_WHAT THE TASK REQUIRES_:
Where a line in the entries below contains the word "sleeve", it counts; give the total by itself.

Saved entries:
◇ ◇ ◇ ◇
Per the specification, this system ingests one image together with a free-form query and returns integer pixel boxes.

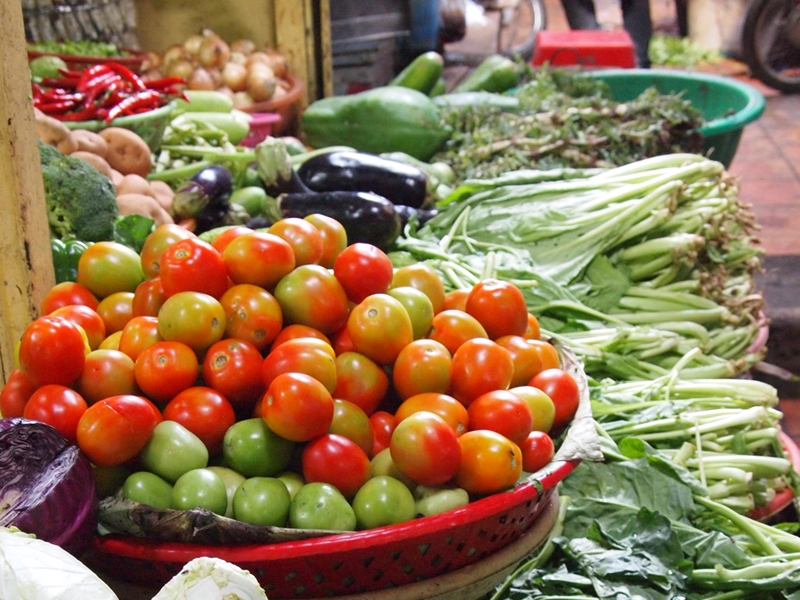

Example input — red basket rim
[93,459,578,563]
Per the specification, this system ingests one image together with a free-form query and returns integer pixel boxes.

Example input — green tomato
[222,418,295,477]
[172,468,228,515]
[510,385,556,434]
[289,482,357,531]
[230,186,270,218]
[206,465,247,518]
[414,484,470,517]
[277,470,305,500]
[352,475,416,530]
[370,447,417,492]
[140,420,209,484]
[122,471,174,509]
[233,477,292,526]
[387,286,434,340]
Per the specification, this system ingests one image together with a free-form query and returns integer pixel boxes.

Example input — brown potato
[109,169,125,186]
[116,173,157,199]
[99,127,152,178]
[71,151,114,179]
[148,180,176,212]
[71,129,109,159]
[116,193,174,227]
[34,113,77,155]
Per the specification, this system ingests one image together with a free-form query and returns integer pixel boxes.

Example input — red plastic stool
[532,30,636,68]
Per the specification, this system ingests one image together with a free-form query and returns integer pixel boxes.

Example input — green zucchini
[389,51,445,95]
[428,77,447,97]
[172,90,235,113]
[173,111,250,144]
[433,91,520,110]
[452,54,521,94]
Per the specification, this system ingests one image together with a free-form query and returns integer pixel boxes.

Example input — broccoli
[38,140,119,241]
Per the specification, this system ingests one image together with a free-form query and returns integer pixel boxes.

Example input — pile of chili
[32,62,185,123]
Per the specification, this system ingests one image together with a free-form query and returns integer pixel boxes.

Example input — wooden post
[0,0,55,384]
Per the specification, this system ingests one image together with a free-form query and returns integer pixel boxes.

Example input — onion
[165,58,195,80]
[246,64,277,102]
[232,90,254,109]
[198,34,231,69]
[141,50,162,71]
[207,66,223,88]
[188,66,216,91]
[229,51,248,66]
[261,48,288,79]
[183,33,205,56]
[162,43,186,67]
[0,418,97,555]
[221,61,248,92]
[230,38,257,56]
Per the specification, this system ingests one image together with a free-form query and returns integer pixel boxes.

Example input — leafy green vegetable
[113,214,156,254]
[27,40,129,57]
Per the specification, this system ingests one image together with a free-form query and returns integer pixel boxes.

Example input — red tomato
[394,392,468,436]
[270,324,331,351]
[333,243,394,303]
[131,277,168,317]
[392,339,452,400]
[465,279,528,340]
[210,225,254,254]
[449,338,514,407]
[49,304,106,351]
[96,291,134,335]
[76,394,162,466]
[18,315,87,387]
[529,368,580,430]
[157,291,227,353]
[332,351,389,415]
[163,386,236,456]
[304,213,348,268]
[347,294,414,365]
[443,288,470,312]
[203,339,266,411]
[273,264,350,335]
[456,430,522,495]
[40,281,99,315]
[261,372,334,442]
[301,433,371,500]
[328,399,374,456]
[77,241,145,299]
[159,237,229,299]
[523,313,541,340]
[330,325,356,355]
[391,264,446,314]
[427,309,488,356]
[520,430,555,473]
[467,389,533,445]
[0,369,36,418]
[134,341,200,404]
[389,411,461,486]
[368,410,396,458]
[23,384,88,443]
[139,223,196,279]
[268,217,324,266]
[117,315,162,362]
[75,348,138,405]
[262,337,337,395]
[222,231,296,289]
[495,335,545,387]
[526,340,561,371]
[219,284,283,352]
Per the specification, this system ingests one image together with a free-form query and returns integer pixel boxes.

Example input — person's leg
[620,0,652,67]
[559,0,601,30]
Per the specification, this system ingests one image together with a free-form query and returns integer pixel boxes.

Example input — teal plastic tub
[585,68,766,167]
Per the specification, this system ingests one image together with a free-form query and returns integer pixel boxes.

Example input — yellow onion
[221,61,248,92]
[230,38,257,56]
[198,34,231,69]
[183,33,205,56]
[165,58,194,80]
[187,66,216,91]
[246,64,277,102]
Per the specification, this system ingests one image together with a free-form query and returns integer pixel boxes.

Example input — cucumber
[389,51,445,95]
[172,90,234,114]
[452,54,521,94]
[433,91,521,110]
[428,77,447,97]
[174,111,250,144]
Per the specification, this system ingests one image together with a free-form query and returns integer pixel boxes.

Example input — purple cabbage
[0,418,97,555]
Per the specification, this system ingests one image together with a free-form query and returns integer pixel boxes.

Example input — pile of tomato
[0,216,581,532]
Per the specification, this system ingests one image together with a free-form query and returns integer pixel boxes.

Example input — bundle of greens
[392,153,765,381]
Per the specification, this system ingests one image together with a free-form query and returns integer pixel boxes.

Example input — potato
[116,173,157,199]
[109,169,125,186]
[34,112,77,155]
[148,180,176,212]
[71,129,109,159]
[71,151,114,179]
[116,193,174,227]
[99,127,152,177]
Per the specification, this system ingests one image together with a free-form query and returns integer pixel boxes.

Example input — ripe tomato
[261,372,334,442]
[495,335,545,387]
[443,288,470,312]
[392,339,452,400]
[333,351,389,416]
[449,338,514,407]
[524,313,541,340]
[301,433,371,500]
[270,324,331,350]
[333,242,394,303]
[203,339,266,411]
[139,223,195,279]
[159,237,229,299]
[75,348,138,405]
[520,430,555,473]
[163,386,236,456]
[40,281,99,315]
[18,315,87,387]
[305,213,348,268]
[23,384,88,443]
[209,225,253,254]
[49,304,106,351]
[526,339,561,371]
[465,279,528,340]
[157,291,227,353]
[134,340,200,404]
[529,368,580,430]
[0,369,36,418]
[274,264,350,335]
[387,286,434,340]
[99,330,123,350]
[268,217,324,266]
[347,294,414,365]
[96,291,135,335]
[131,277,168,317]
[77,241,145,299]
[368,410,396,458]
[390,411,461,486]
[222,231,296,289]
[117,315,162,362]
[427,309,488,356]
[456,430,522,495]
[330,325,356,355]
[391,264,446,314]
[262,337,337,395]
[76,394,162,466]
[219,284,283,352]
[394,392,468,436]
[328,399,374,456]
[467,389,533,445]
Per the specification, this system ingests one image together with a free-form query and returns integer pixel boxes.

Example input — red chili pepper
[104,89,161,122]
[106,62,146,91]
[31,83,44,101]
[37,98,80,115]
[40,76,78,89]
[76,64,115,92]
[143,76,186,90]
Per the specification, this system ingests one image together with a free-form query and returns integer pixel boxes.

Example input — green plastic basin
[585,68,766,167]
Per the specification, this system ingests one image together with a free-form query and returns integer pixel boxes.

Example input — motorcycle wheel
[741,0,800,94]
[497,0,547,60]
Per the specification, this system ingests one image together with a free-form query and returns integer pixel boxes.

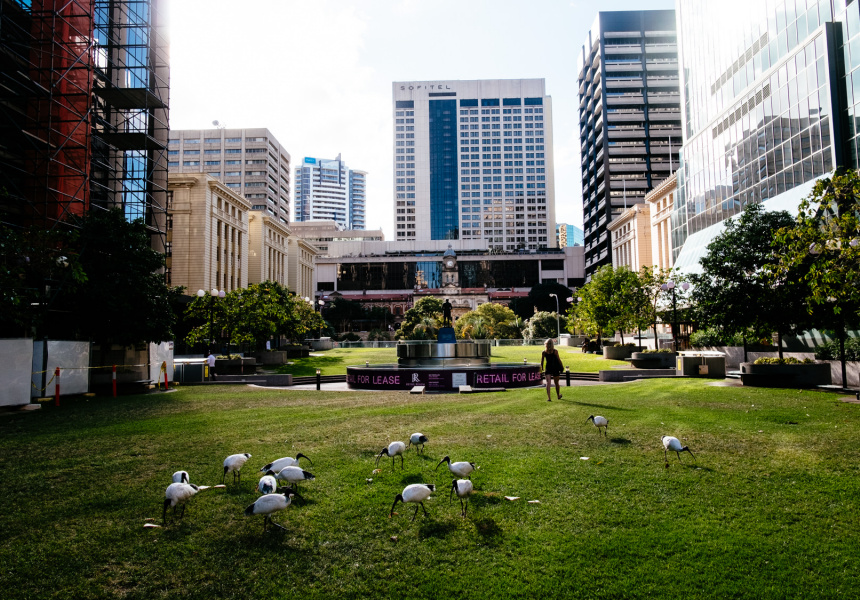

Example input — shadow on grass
[571,401,635,411]
[275,356,345,377]
[472,517,503,543]
[610,437,632,445]
[399,473,429,485]
[417,519,457,540]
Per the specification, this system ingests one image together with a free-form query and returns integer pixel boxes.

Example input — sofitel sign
[399,84,453,91]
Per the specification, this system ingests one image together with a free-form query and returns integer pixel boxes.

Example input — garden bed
[739,361,832,388]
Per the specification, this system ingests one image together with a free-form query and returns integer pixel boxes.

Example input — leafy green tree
[523,311,559,341]
[395,297,443,340]
[65,209,181,349]
[527,282,573,314]
[325,297,366,333]
[454,302,522,339]
[571,265,642,343]
[0,225,85,337]
[636,266,677,347]
[690,203,808,360]
[185,282,323,351]
[771,168,860,387]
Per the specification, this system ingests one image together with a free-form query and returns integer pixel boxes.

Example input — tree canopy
[454,302,522,339]
[690,202,807,356]
[571,265,643,342]
[395,297,443,340]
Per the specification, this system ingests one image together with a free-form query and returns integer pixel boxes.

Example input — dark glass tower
[577,10,680,279]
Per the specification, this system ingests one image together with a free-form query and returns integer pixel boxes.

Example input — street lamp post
[549,293,560,342]
[318,299,325,339]
[660,280,689,351]
[197,288,225,355]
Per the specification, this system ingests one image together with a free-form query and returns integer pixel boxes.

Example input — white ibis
[662,436,696,464]
[450,479,474,517]
[222,453,252,484]
[586,415,609,437]
[269,466,315,491]
[407,433,429,454]
[436,456,476,479]
[376,441,407,470]
[259,453,312,473]
[244,492,295,532]
[257,474,278,495]
[163,482,199,523]
[389,483,436,521]
[172,470,189,484]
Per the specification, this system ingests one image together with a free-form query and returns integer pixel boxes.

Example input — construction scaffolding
[0,0,169,249]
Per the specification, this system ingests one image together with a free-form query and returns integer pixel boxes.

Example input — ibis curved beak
[297,452,313,466]
[585,415,594,423]
[375,450,385,467]
[685,448,696,461]
[389,495,402,518]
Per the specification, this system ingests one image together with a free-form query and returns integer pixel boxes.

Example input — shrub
[613,342,637,347]
[336,332,361,342]
[642,348,675,354]
[753,357,804,365]
[814,338,860,361]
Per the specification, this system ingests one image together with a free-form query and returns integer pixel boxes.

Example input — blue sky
[168,0,674,239]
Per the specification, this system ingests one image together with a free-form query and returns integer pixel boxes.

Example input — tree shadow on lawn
[277,356,344,377]
[400,473,430,485]
[569,401,635,411]
[472,517,503,544]
[417,519,458,540]
[610,437,632,445]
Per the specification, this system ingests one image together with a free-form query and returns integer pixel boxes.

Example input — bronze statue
[442,298,453,327]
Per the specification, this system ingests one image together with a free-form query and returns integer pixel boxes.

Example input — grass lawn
[2,380,858,599]
[276,345,626,376]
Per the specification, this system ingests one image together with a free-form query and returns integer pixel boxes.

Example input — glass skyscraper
[673,0,858,265]
[392,79,556,251]
[578,10,681,279]
[294,155,366,230]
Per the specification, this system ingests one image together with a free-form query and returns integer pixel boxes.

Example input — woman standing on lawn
[541,338,564,401]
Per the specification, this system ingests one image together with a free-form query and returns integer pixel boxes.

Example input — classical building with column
[607,203,652,271]
[644,173,675,270]
[247,212,290,286]
[166,173,250,293]
[287,237,318,300]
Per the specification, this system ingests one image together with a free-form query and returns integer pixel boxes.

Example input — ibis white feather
[450,478,474,517]
[259,453,312,473]
[389,483,435,521]
[376,441,407,469]
[436,455,475,479]
[163,482,199,523]
[662,435,696,464]
[407,433,429,454]
[586,415,609,437]
[245,492,295,532]
[171,470,189,484]
[257,474,278,495]
[222,453,252,484]
[268,466,315,490]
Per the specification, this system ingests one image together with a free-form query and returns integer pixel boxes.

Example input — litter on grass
[528,500,540,504]
[504,496,520,501]
[580,457,590,460]
[144,523,161,528]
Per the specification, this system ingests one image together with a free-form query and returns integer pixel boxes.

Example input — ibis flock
[161,416,697,532]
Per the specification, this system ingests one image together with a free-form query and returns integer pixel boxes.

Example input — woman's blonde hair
[544,338,554,351]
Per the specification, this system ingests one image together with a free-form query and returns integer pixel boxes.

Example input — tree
[523,311,559,341]
[527,282,573,315]
[185,282,323,351]
[690,203,808,360]
[454,302,522,339]
[636,266,676,347]
[771,168,860,388]
[395,297,443,340]
[65,208,181,349]
[325,297,366,333]
[571,265,642,343]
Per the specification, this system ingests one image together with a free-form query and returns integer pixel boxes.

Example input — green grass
[276,345,626,376]
[2,380,858,599]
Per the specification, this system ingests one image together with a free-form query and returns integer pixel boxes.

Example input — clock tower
[441,244,459,288]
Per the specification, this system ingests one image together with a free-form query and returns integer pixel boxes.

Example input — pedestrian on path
[541,338,564,401]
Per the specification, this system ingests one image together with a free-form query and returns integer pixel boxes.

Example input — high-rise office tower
[294,155,366,229]
[392,79,556,250]
[0,0,169,247]
[557,223,584,247]
[577,10,680,278]
[168,128,291,225]
[672,0,856,268]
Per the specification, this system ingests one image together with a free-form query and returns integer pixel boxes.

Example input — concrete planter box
[254,351,288,365]
[214,357,256,375]
[603,346,643,360]
[740,362,832,388]
[630,352,677,369]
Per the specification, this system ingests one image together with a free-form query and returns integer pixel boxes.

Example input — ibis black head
[419,434,429,443]
[178,471,189,484]
[301,470,315,480]
[389,493,404,517]
[375,448,389,466]
[436,456,451,470]
[296,452,312,465]
[586,415,595,423]
[682,446,696,461]
[264,469,276,477]
[450,479,459,501]
[189,484,199,491]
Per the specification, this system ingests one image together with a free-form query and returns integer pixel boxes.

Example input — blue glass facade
[429,99,459,240]
[673,0,858,260]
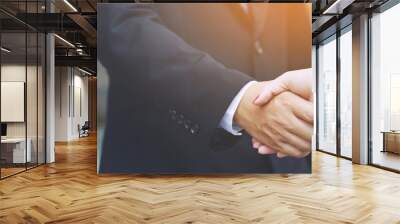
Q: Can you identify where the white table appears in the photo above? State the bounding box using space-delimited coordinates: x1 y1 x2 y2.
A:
1 138 31 163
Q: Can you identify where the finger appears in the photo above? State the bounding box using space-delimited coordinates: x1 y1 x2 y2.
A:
279 126 312 153
278 93 313 141
283 68 313 100
252 138 261 148
276 152 287 158
253 81 286 105
258 145 276 155
309 94 314 103
288 116 313 143
291 97 314 124
277 141 310 158
252 138 260 147
250 124 310 156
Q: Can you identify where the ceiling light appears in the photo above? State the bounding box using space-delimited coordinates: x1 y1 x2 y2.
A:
78 67 93 76
54 34 75 48
63 0 78 12
1 47 11 53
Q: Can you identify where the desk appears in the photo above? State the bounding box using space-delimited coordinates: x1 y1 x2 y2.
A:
382 131 400 155
1 138 31 164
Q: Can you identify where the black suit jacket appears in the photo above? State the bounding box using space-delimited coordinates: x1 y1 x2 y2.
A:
98 3 311 173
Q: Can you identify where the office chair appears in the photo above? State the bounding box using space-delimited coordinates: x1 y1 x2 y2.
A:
79 121 90 138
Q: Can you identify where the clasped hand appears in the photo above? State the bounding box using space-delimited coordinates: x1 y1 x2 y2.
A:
234 68 313 158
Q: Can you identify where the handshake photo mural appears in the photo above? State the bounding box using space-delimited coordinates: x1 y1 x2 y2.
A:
97 3 314 174
237 69 313 159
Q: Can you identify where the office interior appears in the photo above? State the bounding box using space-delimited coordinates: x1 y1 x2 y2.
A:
0 0 97 179
314 0 400 172
0 0 399 222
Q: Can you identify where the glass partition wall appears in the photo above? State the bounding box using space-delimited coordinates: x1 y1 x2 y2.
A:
317 35 337 155
339 27 352 159
370 3 400 172
0 2 46 179
316 26 353 159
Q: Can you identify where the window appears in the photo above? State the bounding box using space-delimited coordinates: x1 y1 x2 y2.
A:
317 36 337 154
370 2 400 171
339 28 352 158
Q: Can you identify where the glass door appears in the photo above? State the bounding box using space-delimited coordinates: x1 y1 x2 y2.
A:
317 35 337 154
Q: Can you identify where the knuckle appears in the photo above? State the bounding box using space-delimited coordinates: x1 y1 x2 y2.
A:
271 115 285 128
305 111 314 123
275 136 285 146
293 150 304 158
269 127 281 139
284 120 295 132
274 134 287 147
261 124 270 135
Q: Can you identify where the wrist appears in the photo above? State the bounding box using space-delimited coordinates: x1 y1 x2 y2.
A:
233 81 263 129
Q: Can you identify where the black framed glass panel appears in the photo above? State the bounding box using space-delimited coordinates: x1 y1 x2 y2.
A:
339 26 352 158
370 3 400 171
317 35 337 154
0 30 28 178
0 0 46 179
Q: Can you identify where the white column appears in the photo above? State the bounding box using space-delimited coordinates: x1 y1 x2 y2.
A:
46 32 55 163
352 14 369 164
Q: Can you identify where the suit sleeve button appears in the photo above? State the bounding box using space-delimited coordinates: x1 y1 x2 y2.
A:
190 124 200 134
177 114 184 124
184 120 191 129
170 110 177 120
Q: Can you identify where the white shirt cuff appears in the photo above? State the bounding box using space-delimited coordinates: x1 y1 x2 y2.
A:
219 81 256 136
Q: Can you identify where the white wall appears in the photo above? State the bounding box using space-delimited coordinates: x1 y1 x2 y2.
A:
55 67 69 141
55 67 89 141
72 73 89 138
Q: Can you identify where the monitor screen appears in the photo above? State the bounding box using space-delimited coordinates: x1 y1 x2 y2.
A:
1 123 7 137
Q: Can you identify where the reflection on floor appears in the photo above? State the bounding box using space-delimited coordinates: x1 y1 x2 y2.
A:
372 150 400 171
0 167 25 178
0 135 400 223
0 163 42 178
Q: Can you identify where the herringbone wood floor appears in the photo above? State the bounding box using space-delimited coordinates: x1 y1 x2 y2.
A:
1 135 400 224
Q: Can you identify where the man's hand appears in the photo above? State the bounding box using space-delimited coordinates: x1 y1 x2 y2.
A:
234 81 313 158
254 68 313 105
251 68 314 157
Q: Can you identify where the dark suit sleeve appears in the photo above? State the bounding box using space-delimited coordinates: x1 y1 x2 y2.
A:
98 4 253 144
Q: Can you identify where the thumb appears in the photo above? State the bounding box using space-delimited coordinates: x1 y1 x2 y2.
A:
253 81 286 105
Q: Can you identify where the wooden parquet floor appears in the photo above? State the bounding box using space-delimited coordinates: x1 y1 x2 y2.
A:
1 135 400 224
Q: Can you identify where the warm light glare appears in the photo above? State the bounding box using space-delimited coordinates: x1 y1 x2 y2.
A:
1 47 11 53
78 67 93 76
54 34 75 48
63 0 78 12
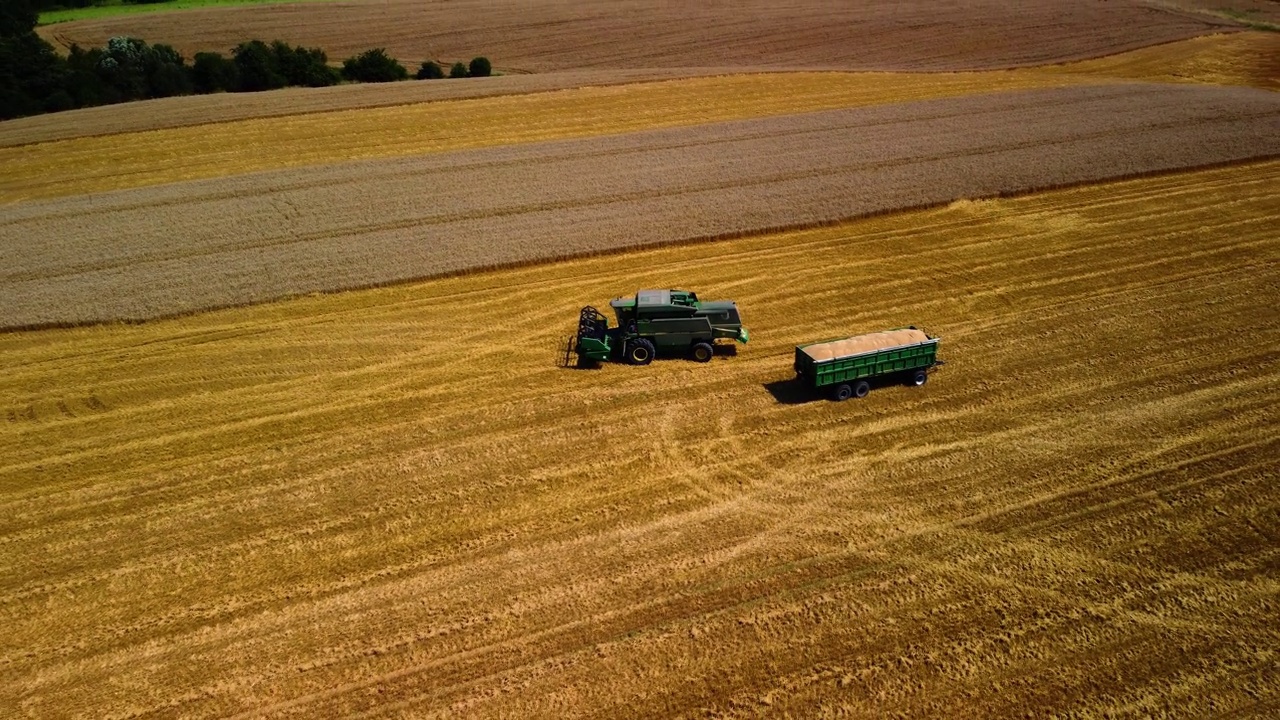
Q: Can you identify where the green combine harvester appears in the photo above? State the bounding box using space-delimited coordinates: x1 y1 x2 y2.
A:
567 289 749 366
794 326 943 400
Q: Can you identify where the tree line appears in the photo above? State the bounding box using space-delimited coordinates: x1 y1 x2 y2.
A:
1 0 492 121
33 0 174 8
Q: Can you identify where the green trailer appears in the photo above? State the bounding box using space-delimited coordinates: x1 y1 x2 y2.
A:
794 327 942 400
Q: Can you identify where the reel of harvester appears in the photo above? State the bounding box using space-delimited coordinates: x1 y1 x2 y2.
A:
562 306 612 368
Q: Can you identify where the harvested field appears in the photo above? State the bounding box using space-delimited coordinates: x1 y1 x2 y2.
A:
6 31 1276 150
39 0 1233 74
2 162 1276 718
4 83 1278 330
◇ ◇ ◇ ◇
_TASK RESPONSE_:
2